Task directions: Reproduce every line of the following material verbatim, changing nothing.

--------------------------------

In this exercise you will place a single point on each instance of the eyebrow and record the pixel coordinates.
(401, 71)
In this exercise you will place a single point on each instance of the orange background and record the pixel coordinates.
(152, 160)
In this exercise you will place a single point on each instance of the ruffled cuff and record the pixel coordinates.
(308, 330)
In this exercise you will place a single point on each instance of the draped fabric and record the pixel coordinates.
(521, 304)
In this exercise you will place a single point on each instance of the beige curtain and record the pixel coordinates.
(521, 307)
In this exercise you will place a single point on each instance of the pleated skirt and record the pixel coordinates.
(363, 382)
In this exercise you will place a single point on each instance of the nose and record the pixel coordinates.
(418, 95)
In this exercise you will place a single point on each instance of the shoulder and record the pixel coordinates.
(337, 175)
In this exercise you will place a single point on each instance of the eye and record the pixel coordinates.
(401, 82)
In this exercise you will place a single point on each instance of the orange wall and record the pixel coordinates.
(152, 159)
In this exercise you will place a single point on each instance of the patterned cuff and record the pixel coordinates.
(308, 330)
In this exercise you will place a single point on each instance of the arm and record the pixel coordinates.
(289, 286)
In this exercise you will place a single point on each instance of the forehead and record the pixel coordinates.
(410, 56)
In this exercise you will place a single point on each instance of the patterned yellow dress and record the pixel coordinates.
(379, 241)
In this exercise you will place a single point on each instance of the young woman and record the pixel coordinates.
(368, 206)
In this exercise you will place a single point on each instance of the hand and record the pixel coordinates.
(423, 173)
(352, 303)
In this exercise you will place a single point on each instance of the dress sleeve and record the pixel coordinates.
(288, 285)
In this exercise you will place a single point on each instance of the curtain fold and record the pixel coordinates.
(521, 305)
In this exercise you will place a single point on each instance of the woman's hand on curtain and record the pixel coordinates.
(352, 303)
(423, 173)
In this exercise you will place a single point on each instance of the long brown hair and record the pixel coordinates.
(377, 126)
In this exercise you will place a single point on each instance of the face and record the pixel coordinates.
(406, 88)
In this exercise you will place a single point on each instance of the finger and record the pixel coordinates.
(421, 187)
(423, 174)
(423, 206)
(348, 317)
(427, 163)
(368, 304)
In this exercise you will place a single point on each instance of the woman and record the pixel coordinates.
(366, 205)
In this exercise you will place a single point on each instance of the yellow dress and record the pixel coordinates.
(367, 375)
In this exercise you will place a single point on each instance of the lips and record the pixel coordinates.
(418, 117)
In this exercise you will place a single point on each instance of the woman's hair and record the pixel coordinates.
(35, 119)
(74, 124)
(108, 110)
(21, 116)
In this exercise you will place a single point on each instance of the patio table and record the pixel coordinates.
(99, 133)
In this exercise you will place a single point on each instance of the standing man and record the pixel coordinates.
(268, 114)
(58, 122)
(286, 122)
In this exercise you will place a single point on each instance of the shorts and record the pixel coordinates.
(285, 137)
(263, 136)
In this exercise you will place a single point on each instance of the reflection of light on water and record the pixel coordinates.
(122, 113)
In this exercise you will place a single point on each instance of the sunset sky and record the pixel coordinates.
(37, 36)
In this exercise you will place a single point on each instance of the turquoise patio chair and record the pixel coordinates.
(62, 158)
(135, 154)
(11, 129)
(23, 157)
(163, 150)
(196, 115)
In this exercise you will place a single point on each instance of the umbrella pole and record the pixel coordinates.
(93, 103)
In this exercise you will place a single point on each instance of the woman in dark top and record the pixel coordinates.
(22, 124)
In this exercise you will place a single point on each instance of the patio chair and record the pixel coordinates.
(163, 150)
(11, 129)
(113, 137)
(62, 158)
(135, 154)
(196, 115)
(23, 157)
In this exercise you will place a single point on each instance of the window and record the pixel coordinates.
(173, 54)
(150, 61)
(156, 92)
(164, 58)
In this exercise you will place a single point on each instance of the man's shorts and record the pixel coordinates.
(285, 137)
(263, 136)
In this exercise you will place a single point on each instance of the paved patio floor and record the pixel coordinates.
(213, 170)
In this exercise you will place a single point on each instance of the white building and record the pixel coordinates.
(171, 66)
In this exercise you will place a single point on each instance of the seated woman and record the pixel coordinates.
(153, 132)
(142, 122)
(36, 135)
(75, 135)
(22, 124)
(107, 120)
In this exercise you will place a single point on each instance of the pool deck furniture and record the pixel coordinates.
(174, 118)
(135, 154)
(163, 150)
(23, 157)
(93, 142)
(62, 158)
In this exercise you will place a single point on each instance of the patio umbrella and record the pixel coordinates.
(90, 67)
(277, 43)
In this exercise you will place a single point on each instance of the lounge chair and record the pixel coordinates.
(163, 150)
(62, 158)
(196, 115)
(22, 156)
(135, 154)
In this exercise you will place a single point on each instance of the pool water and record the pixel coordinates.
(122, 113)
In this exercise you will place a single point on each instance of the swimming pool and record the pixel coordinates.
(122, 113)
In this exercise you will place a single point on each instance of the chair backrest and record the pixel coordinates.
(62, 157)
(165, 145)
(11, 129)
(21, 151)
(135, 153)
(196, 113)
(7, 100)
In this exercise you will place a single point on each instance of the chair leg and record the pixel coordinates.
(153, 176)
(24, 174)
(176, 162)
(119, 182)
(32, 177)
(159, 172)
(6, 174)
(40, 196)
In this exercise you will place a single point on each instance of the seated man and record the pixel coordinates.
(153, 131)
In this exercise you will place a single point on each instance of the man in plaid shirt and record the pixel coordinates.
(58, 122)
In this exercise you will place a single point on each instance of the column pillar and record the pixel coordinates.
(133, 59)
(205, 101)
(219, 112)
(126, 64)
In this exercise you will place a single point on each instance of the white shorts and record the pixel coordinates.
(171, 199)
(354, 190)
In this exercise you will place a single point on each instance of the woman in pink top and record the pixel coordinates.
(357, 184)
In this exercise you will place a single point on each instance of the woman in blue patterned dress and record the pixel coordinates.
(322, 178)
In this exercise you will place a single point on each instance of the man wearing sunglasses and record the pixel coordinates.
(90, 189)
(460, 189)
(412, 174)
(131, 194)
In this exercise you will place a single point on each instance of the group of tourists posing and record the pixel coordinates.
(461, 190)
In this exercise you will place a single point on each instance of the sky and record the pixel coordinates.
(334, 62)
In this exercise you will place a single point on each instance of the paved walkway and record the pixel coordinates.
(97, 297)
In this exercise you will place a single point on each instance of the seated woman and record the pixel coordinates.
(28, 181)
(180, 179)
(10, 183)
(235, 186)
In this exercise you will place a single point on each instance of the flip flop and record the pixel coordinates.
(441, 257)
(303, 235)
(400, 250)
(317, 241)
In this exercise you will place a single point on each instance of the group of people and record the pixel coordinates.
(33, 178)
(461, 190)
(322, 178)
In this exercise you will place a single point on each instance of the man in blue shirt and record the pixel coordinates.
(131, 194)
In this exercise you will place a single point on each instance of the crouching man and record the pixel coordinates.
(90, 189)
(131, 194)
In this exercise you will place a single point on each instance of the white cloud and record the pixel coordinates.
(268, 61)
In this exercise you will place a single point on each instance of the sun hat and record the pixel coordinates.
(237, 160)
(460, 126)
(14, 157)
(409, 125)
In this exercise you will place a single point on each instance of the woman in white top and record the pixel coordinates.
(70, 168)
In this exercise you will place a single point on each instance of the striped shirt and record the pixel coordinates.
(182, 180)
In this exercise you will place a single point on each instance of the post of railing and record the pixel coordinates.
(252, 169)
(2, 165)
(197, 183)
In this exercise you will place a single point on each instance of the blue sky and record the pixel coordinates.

--------------------------------

The completed task:
In this exercise you will place a single point on each instance of the eyebrow and record the pixel coordinates.
(401, 71)
In this exercise you will place a single point on each instance of the orange background and record the pixel coordinates.
(152, 160)
In this exercise you will place a single point on each instance of the ruffled cuff and record the pixel coordinates.
(308, 330)
In this exercise you will place a single point on each instance of the draped fabric and record the pixel coordinates.
(521, 304)
In this exercise you will place a single point on each instance of the beige curtain and record the pixel coordinates.
(521, 307)
In this exercise you will place a single point on each instance of the pleated skirt and record the pixel coordinates.
(363, 382)
In this exercise you will place a single point on each instance of the nose and record the pixel coordinates.
(418, 95)
In this exercise you will place a single point on each instance of the shoulder and record the pixel coordinates.
(337, 175)
In this exercise you will place a single point on each instance of the eye and record the pixel coordinates.
(401, 82)
In this exercise you will place a single point on each instance of the orange wall and record the pixel coordinates.
(152, 159)
In this exercise you will place a single point on each instance of the patterned cuff and record the pixel coordinates.
(308, 330)
In this exercise you will place a single point on each instance of the arm and record the pixel coordinates.
(289, 286)
In this exercise you will place a single point on each instance of the forehead and record the pixel coordinates.
(410, 56)
In this exercise you will place a single point on each instance of the patterned yellow dress and record the pixel coordinates.
(379, 241)
In this exercise you will place a single point on each instance of the young woman and record the pixel coordinates.
(368, 206)
In this exercise you will place a single point on each instance of the hand and record the pixel coordinates.
(423, 173)
(352, 303)
In this exercise you will place a single point on each instance of the dress sleeve and record the pixel coordinates.
(288, 285)
In this exercise you will place a single point on each instance of the curtain fold and record the pixel coordinates.
(521, 305)
In this exercise you will place a single point on each instance of the woman's hand on curtain and record the pixel coordinates.
(352, 303)
(423, 173)
In this exercise you will place a single point on each instance of the long brown hair and record the pixel coordinates.
(377, 126)
In this exercise you will place a single point on each instance of the face and record the pixel coordinates.
(406, 88)
In this exercise you will place a single point on each instance of the finger and record the pixel coordinates.
(421, 187)
(423, 174)
(423, 206)
(348, 317)
(427, 163)
(368, 304)
In this exercise you will place a single point on each instance of the woman and record the pixel coordinates.
(366, 205)
In this exercise you will place a single point on each instance of the yellow dress and record the pixel coordinates.
(367, 375)
In this exercise you will place a single point on each instance of the lips and record the pixel coordinates.
(418, 117)
In this exercise you will place a single point on each instance of the woman's hair and record the pixel coordinates.
(35, 119)
(74, 124)
(108, 110)
(21, 116)
In this exercise you will place a single point on each instance of the patio table and record the pixel coordinates.
(99, 133)
In this exercise you will place a single point on each instance of the standing man and record the pixel coordinates.
(268, 114)
(58, 122)
(286, 122)
In this exercise you will place a single point on each instance of the shorts and record the pixel coordinates.
(285, 137)
(263, 136)
In this exercise you will place a single point on each instance of the reflection of light on water and record the pixel coordinates.
(122, 113)
In this exercise you will place a single point on each instance of the sunset sky and record the pixel coordinates.
(37, 36)
In this exercise you will place a single point on each instance of the turquoise patio chair and record the pixel coordinates.
(62, 158)
(135, 154)
(11, 129)
(23, 157)
(163, 150)
(196, 115)
In this exercise you will place a single point on each instance of the umbrella pole and record the pixel coordinates.
(93, 103)
In this exercise you will place a single point on each instance of the woman in dark top and record the pixel coordinates.
(22, 124)
In this exercise you will place a single point on each instance of the patio chair and record the pixel coordinates.
(163, 150)
(11, 129)
(113, 137)
(62, 158)
(135, 154)
(196, 115)
(23, 157)
In this exercise you will place a single point on each instance of the window and record the pixel coordinates.
(173, 54)
(150, 61)
(156, 92)
(164, 58)
In this exercise you will place a single point on each instance of the man's shorts and record the pixel coordinates.
(285, 137)
(263, 136)
In this exercise you will place a single point on each instance of the paved patio floor and record the pixel coordinates.
(213, 170)
In this exercise you will place a single point on each instance of the white building and record the pixel coordinates.
(171, 66)
In this exercise you will place a single point on each instance of the seated woman and record the pixel coordinates.
(153, 132)
(142, 122)
(36, 135)
(75, 135)
(22, 124)
(107, 120)
In this exercise you will place a single point on each instance of the pool deck furniture and record the pixel coordinates.
(174, 118)
(135, 154)
(163, 150)
(23, 157)
(93, 142)
(62, 158)
In this exercise you will place a single point on each instance of the patio umbrella and record the pixel coordinates.
(90, 67)
(277, 43)
In this exercise you will place a single point on each instance of the lounge chair and record the pixel coordinates.
(163, 150)
(62, 158)
(196, 115)
(22, 156)
(135, 154)
In this exercise you will place a single point on each instance of the pool water and record the pixel coordinates.
(122, 113)
In this exercise you will place a single point on each instance of the swimming pool and record the pixel coordinates.
(122, 113)
In this exercise you will place a single point on each instance of the chair backrest and record the pixel coordinates.
(62, 157)
(165, 145)
(11, 129)
(21, 151)
(135, 153)
(196, 113)
(7, 100)
In this exercise you will place a single point on each instance of the chair leg and record the pixel coordinates.
(153, 176)
(24, 174)
(176, 162)
(119, 182)
(32, 177)
(159, 172)
(6, 174)
(40, 196)
In this exercise you will place a single point on each instance of the seated man and record the pixel coordinates.
(153, 131)
In this exercise you will place a single point on each instance of the man in plaid shirt and record the pixel coordinates.
(58, 122)
In this exercise you will place a single point on each instance of the column pillar and record the pixel coordinates.
(133, 59)
(205, 101)
(219, 112)
(126, 64)
In this exercise you will place a single point on each instance of the white shorts and record the pixel coordinates.
(171, 199)
(354, 190)
In this exercise you will place a single point on each instance of the woman in pink top and record the pixel coordinates.
(357, 184)
In this exercise you will place a single point on each instance of the woman in blue patterned dress and record the pixel coordinates.
(322, 178)
In this exercise you will place a single point on each instance of the man wearing sunglasses and record the pixel coordinates.
(90, 189)
(460, 189)
(412, 174)
(131, 194)
In this exercise you will place a single point on each instance of the group of tourists posing and record the pixel coordinates.
(461, 190)
In this exercise you will place a single point on each instance of the sky and record the pixel coordinates.
(334, 62)
In this exercise you will place a single point on each instance of the paved walkway and record the pixel coordinates.
(97, 297)
In this exercise you will place a single point on each instance of the seated woman and record the pixel coordinates.
(28, 181)
(180, 179)
(10, 183)
(235, 186)
In this exercise you will place a single point on each instance of the flip flop and record the pixel coordinates.
(441, 257)
(303, 235)
(400, 250)
(317, 241)
In this exercise you will place a single point on each instance of the group of people and record the pixel coordinates.
(33, 178)
(461, 190)
(322, 178)
In this exercise you will place a single point on each instance of the man in blue shirt and record the pixel coordinates.
(131, 194)
In this exercise you will place a single point on each instance of the crouching man and record the pixel coordinates.
(90, 189)
(131, 194)
In this exercise you will place a single point on each instance of the white cloud and record the pixel coordinates.
(268, 61)
In this exercise you will place a single point on each instance of the sun hat and record the pixel coordinates.
(237, 160)
(460, 126)
(14, 157)
(409, 125)
In this exercise you will place a single point on each instance of the woman in white top and record the pixel coordinates.
(70, 168)
In this exercise you will place a single point on each instance of the striped shirt and record the pixel coordinates.
(182, 180)
In this exercise you will place a single point on each instance of the post of railing and record the pixel coordinates.
(252, 169)
(2, 165)
(197, 183)
In this exercise you will place a single point on each instance of the blue sky and record the pixel coordinates.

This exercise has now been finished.